Write out each line of the records below as one string in a JSON list, skipping blank lines. Omit the pictures.

[Image object location records]
-- START --

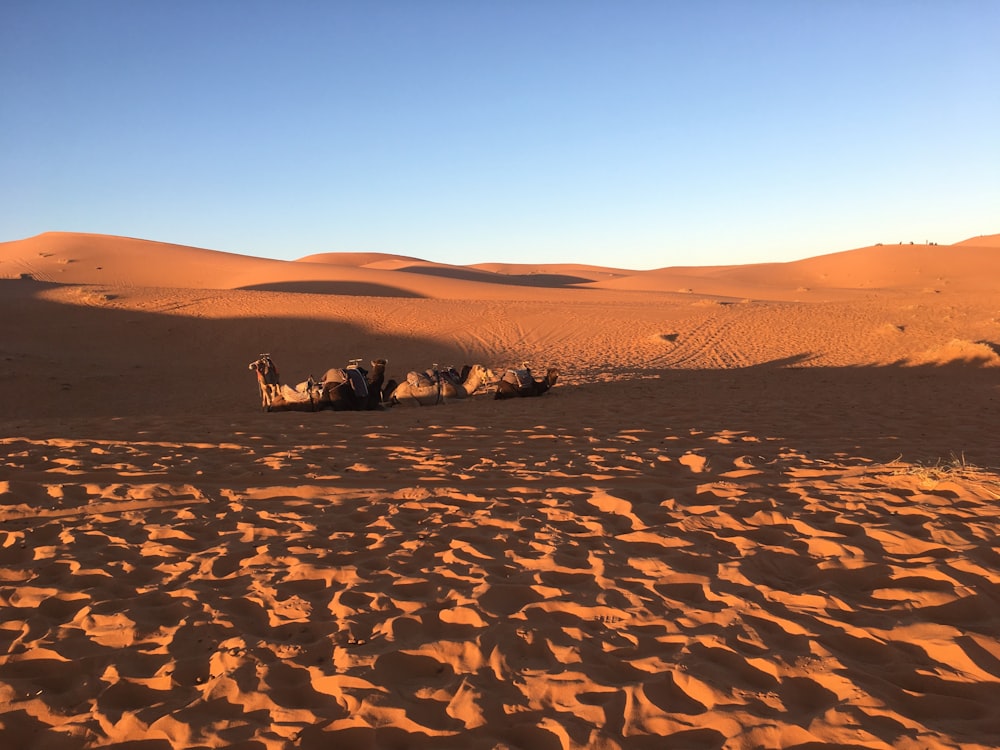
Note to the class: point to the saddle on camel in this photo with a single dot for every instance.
(350, 388)
(520, 382)
(436, 385)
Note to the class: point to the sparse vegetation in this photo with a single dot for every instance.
(955, 468)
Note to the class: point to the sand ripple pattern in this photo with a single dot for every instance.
(501, 590)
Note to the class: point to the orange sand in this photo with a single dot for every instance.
(756, 511)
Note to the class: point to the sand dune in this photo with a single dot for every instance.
(757, 510)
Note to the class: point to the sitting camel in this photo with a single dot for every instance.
(435, 386)
(353, 388)
(275, 396)
(348, 389)
(517, 383)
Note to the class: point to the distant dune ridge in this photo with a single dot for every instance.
(757, 510)
(69, 258)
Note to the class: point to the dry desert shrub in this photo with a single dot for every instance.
(954, 469)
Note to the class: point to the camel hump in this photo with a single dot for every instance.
(334, 375)
(419, 379)
(519, 378)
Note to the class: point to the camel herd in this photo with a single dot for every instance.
(354, 388)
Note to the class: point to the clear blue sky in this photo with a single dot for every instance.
(628, 133)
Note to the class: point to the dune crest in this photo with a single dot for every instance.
(757, 509)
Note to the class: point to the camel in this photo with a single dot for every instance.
(436, 386)
(521, 383)
(353, 388)
(275, 396)
(347, 389)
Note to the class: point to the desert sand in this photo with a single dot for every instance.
(759, 508)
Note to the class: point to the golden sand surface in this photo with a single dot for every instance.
(758, 509)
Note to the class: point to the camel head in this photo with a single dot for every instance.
(267, 373)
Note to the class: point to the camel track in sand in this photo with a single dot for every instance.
(711, 344)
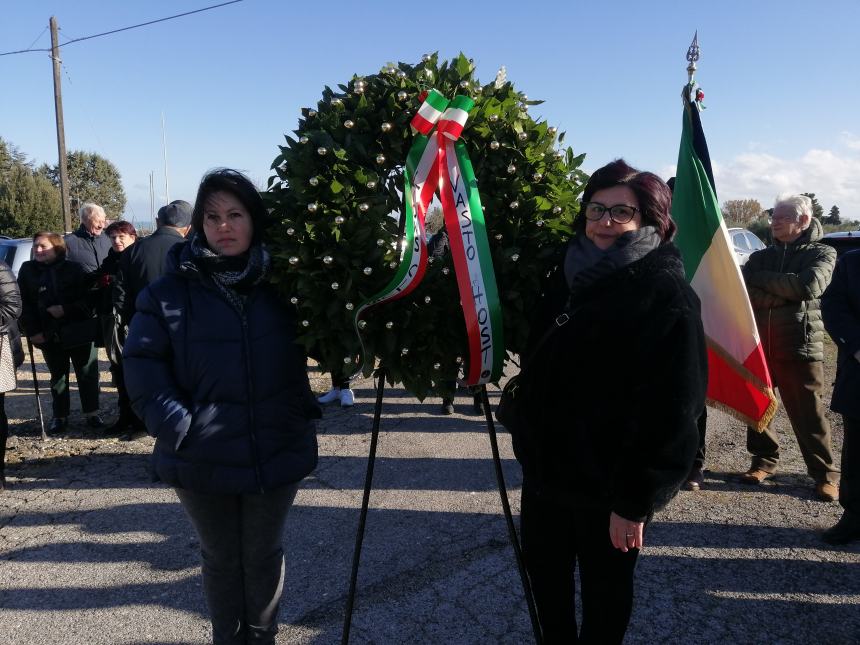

-- END --

▶ [EXERCISE ANSWER]
[
  "Note to the class: point to the saddle on camel in this photo with a single dot for every instance.",
  "(350, 388)",
  "(520, 382)",
  "(436, 385)",
  "Note to the class: point to the sparse vegetation in this photo with a single dot for every instance.",
  "(955, 468)",
  "Note to the class: point to the sand ripple pattern in this photo with a single dot for every instance.",
  "(501, 590)",
  "Note to the class: point to the orange sand in this photo with a single dot for every instance.",
  "(756, 511)",
  "Note to the class: point to the sand dune in this photo with a single dot for every instance.",
  "(757, 510)",
  "Note to the class: point to the sitting camel in this photo with a single dot for every instance.",
  "(435, 386)",
  "(353, 388)",
  "(275, 396)",
  "(348, 389)",
  "(517, 383)",
  "Note to the class: point to the distant dune ridge in this photo with a single dot for every instance.",
  "(757, 510)",
  "(69, 258)",
  "Note to the class: point to the dry desert shrub in this photo with a single dot for every instance.",
  "(954, 469)",
  "Note to the class: point to the camel hump in this photo with a single dot for every instance.",
  "(334, 375)",
  "(419, 379)",
  "(519, 378)",
  "Note to the class: point to the camel herd in this photo with a single dot for every instance.",
  "(354, 388)",
  "Note to the class: point to the clear blue sky in this photo with a single dot for every instance.",
  "(628, 133)",
  "Note to the class: point to the dune crest in this photo with a single dot for every instance.",
  "(757, 509)",
  "Note to the class: point to the camel in this photo with a single dot for every instance.",
  "(436, 386)",
  "(521, 383)",
  "(353, 388)",
  "(275, 396)",
  "(347, 389)",
  "Note to the class: point to the desert sand in this photo with a single dot for every instance.",
  "(759, 508)",
  "Note to the class: point to the golden sand surface in this photo with a single dot for every instance.",
  "(758, 509)",
  "Note to the class: point to the camel head in this photo with a single dot for every instance.",
  "(267, 373)",
  "Note to the class: point to the camel track in sand in this photo with a single dot for every instance.",
  "(711, 344)"
]